# Start of Records provided

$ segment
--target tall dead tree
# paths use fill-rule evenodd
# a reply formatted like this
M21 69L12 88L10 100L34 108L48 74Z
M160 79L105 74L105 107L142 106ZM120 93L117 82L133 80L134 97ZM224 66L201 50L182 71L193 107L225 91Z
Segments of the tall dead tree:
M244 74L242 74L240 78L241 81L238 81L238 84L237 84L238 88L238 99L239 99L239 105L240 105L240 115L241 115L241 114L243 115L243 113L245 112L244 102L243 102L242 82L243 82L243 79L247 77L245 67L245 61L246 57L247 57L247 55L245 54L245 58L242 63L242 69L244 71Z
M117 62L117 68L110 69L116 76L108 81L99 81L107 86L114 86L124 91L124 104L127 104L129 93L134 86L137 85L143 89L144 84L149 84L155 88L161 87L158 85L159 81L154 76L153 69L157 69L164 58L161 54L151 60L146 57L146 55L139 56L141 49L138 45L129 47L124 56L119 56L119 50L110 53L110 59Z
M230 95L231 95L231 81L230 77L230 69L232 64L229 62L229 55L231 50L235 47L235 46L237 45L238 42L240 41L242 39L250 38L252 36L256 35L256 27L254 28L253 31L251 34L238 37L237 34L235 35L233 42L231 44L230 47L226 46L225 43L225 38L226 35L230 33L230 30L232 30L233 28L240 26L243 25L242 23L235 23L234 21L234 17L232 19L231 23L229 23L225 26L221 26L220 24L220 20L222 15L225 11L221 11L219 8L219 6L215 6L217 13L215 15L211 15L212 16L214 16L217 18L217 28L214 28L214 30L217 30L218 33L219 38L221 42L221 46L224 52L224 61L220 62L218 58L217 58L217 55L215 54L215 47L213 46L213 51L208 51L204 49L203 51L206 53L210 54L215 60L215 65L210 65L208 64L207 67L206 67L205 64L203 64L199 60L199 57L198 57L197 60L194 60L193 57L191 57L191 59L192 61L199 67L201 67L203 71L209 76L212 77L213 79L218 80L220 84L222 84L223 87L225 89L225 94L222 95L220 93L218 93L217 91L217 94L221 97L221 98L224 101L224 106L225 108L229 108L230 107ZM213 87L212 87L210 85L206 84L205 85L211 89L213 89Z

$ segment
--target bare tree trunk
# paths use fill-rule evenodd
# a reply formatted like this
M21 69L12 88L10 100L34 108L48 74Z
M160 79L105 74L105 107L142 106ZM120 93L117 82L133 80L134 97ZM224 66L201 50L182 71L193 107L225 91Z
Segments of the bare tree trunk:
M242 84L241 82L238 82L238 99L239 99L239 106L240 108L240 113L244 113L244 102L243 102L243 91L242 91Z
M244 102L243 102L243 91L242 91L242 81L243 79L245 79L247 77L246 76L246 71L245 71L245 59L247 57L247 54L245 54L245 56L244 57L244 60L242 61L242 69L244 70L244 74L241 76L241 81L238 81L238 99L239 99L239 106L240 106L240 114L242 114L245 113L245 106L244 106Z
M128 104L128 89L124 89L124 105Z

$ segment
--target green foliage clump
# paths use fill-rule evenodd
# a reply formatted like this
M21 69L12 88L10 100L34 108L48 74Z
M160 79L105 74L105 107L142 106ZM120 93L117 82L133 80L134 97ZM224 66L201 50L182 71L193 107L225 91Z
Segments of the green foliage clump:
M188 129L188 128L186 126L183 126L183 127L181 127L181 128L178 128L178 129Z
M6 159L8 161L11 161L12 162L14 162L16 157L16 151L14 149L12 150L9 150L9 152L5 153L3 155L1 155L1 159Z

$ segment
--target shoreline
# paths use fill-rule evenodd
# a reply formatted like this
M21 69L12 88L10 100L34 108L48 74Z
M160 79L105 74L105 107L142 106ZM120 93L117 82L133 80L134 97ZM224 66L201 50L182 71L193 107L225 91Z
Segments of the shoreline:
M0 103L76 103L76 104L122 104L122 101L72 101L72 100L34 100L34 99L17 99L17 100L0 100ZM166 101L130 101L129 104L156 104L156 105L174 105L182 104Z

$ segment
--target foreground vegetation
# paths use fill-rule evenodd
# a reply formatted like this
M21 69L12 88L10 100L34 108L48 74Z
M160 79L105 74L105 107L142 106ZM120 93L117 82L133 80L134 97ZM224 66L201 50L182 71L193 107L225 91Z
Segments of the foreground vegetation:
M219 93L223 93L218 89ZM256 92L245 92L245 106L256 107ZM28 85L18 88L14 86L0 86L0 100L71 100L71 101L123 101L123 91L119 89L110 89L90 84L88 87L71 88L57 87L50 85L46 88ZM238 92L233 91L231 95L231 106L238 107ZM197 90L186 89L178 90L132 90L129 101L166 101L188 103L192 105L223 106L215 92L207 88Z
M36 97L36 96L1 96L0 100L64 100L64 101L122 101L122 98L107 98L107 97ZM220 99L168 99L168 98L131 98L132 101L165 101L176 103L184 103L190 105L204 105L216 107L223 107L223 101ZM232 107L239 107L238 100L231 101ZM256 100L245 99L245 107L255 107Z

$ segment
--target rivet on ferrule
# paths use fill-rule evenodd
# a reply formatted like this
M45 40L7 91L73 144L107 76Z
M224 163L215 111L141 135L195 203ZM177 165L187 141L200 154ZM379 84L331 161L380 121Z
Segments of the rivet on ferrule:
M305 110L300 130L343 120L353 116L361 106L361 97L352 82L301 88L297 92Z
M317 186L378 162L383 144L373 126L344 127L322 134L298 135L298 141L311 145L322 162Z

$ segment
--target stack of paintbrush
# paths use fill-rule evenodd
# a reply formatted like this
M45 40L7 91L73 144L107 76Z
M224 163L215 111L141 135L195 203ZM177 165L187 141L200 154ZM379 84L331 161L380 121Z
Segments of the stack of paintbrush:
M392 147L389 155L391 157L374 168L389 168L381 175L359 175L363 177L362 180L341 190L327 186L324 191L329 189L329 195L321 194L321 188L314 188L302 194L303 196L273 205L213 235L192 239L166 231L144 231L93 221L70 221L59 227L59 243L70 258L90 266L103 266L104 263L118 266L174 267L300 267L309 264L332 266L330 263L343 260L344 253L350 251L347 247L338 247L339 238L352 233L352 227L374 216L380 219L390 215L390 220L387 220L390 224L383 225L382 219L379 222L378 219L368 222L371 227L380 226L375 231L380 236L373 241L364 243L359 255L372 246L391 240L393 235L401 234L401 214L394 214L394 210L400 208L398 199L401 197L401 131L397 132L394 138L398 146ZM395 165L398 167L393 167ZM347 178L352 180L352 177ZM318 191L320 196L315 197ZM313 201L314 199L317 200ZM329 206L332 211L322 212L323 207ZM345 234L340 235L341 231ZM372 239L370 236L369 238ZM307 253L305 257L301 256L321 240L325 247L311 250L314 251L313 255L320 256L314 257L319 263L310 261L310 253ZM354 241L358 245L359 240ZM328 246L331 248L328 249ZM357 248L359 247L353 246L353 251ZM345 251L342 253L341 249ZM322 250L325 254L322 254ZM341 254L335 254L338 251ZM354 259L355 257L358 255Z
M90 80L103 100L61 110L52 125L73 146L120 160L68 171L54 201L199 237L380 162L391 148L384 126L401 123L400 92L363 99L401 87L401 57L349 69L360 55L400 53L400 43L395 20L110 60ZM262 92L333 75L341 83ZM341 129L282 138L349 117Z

# End of Records provided

§ **Exercise objective**: How many lines in the listing above contain the string "clump"? Case counts, and the reply should be only the number.

§ **Written reply**: 2